_DOCUMENT SEGMENT_:

You need to launch everything and you can't in any magical way to reduce the mass needed to launch.

With orbital Ship yards you must launch even more by securing components and sending up all construction hardware, workers/engineers (often not suited for flight) food, etc.

Only viable "Ship yard" would be an service platform (it could be refueling station as well) with large truss (2.5m truss sections :D ?) with dozens of docking ports and few robotic arms (they could be attached to rails on truss) so You could deliver and dock to it multiple modules without own RCS and then use arms to rearrange them into final craft - especially if they will had UI making arms use easier (translation/rotation of the robot tip instead controlling separate joints or possible auto-grabbing arm grapple ports).

_SET TASKS_:
(a) Answer these questions about the passage on orbital ship yards:
(i) What size does the passage suggest for the truss sections?
(ii) To what could the robotic arms be attached?
(iii) What does the passage say a ship yard platform could serve as as well?
(b) In the passage on orbital ship yards, reproduce the part that opens with the words containing "With orbital Ship" and closes with "arm grapple ports).".
(c) The passage on orbital ship yards names what must be sent up under the phrase "sending up all." List every item it gives there.

_MATERIAL_:
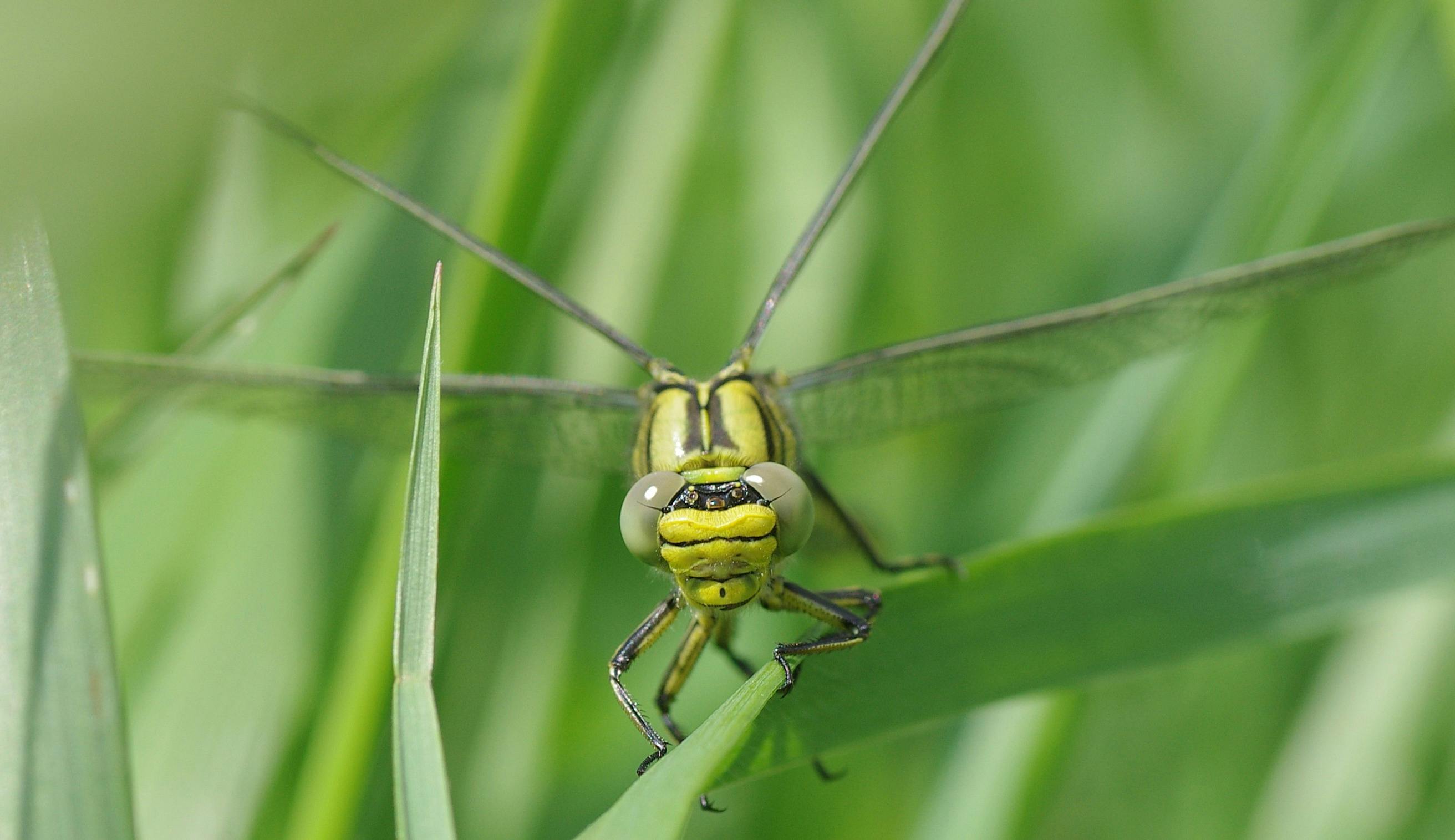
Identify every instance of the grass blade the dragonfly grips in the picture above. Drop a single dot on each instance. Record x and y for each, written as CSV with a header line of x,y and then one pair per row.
x,y
423,808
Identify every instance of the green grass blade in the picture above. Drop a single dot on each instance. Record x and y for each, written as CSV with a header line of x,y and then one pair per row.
x,y
1143,587
63,766
659,804
421,785
129,426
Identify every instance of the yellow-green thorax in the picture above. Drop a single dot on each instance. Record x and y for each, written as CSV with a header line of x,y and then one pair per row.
x,y
719,554
728,421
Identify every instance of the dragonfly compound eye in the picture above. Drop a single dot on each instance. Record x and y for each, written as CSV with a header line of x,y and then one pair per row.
x,y
791,501
644,507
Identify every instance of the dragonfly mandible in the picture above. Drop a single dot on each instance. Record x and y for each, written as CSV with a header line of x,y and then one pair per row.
x,y
724,496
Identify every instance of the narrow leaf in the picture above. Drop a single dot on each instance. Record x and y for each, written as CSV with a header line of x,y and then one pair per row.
x,y
63,766
659,804
421,785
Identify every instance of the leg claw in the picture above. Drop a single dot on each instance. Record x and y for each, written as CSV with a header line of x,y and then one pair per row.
x,y
826,773
651,759
791,673
708,806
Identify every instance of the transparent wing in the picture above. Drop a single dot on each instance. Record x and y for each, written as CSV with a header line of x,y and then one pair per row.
x,y
559,424
910,385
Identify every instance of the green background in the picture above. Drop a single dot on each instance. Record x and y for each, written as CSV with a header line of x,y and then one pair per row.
x,y
658,159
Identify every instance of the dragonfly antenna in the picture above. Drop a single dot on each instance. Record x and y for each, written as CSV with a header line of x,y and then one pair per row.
x,y
846,180
451,231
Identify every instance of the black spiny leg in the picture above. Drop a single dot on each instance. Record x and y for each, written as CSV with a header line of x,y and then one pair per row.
x,y
861,536
639,641
687,653
724,639
852,629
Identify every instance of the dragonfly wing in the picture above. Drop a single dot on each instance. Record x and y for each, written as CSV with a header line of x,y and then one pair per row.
x,y
553,422
915,383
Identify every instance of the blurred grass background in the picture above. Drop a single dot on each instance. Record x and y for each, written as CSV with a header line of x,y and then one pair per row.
x,y
657,159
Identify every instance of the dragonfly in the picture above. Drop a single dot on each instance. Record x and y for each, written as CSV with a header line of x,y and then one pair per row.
x,y
724,494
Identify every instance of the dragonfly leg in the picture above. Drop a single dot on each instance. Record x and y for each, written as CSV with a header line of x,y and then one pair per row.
x,y
683,663
861,536
639,641
850,628
724,641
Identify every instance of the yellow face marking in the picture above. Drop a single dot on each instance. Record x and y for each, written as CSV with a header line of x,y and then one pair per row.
x,y
721,594
721,558
714,475
693,526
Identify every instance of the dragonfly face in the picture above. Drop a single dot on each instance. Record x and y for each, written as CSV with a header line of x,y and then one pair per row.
x,y
715,506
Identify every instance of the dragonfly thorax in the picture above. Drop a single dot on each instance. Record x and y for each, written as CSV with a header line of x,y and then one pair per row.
x,y
729,421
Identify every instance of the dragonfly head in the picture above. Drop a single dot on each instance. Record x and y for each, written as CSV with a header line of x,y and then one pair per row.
x,y
718,532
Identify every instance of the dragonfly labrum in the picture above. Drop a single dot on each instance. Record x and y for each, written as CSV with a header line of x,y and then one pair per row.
x,y
722,494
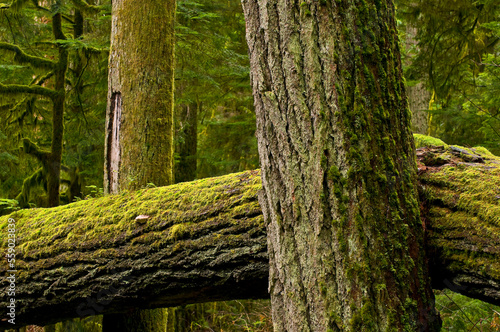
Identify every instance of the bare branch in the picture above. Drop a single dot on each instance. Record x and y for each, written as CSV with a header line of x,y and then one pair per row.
x,y
30,89
22,57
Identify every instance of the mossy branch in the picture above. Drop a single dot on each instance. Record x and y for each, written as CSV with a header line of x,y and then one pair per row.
x,y
24,58
30,89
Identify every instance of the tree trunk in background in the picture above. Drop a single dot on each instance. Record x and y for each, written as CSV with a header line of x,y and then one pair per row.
x,y
139,118
55,156
418,96
345,240
185,169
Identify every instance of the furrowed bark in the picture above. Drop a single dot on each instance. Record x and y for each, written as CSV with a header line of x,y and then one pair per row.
x,y
340,192
206,241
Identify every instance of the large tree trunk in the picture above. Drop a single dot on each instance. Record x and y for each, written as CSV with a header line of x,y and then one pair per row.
x,y
55,156
185,170
139,118
340,198
418,95
206,241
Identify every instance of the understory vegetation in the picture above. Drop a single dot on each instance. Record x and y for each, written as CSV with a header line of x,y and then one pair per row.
x,y
454,53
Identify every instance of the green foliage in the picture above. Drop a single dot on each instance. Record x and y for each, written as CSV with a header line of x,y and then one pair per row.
x,y
26,25
460,313
7,206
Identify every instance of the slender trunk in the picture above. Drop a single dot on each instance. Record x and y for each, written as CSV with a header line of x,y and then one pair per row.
x,y
188,141
139,118
139,143
345,239
418,95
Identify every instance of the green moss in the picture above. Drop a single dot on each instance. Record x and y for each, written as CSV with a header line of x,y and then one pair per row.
x,y
423,140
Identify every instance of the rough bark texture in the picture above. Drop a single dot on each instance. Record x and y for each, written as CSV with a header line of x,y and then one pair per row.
x,y
418,95
206,240
418,100
202,241
185,169
139,140
139,143
55,156
338,168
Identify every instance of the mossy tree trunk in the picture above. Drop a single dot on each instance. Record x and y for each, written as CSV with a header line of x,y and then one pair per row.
x,y
139,117
55,156
185,169
345,240
50,172
418,95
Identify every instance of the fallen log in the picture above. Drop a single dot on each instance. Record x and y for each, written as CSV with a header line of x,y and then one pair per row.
x,y
206,241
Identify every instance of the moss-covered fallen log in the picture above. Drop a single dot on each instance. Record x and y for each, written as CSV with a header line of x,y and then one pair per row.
x,y
158,247
205,240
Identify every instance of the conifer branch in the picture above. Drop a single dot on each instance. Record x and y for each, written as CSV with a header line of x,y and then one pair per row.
x,y
85,7
22,57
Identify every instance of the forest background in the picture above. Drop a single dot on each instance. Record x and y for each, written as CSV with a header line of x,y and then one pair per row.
x,y
451,51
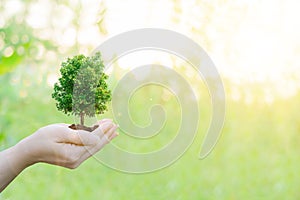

_RESPONSES FOR EACH TASK_:
(a)
(i) 2.5m
(ii) Rails on the truss
(iii) A refueling station

(b)
With orbital Ship yards you must launch even more by securing components and sending up all construction hardware, workers/engineers (often not suited for flight) food, etc.

Only viable "Ship yard" would be an service platform (it could be refueling station as well) with large truss (2.5m truss sections :D ?) with dozens of docking ports and few robotic arms (they could be attached to rails on truss) so You could deliver and dock to it multiple modules without own RCS and then use arms to rearrange them into final craft - especially if they will had UI making arms use easier (translation/rotation of the robot tip instead controlling separate joints or possible auto-grabbing arm grapple ports).

(c)
construction hardware
workers/engineers
food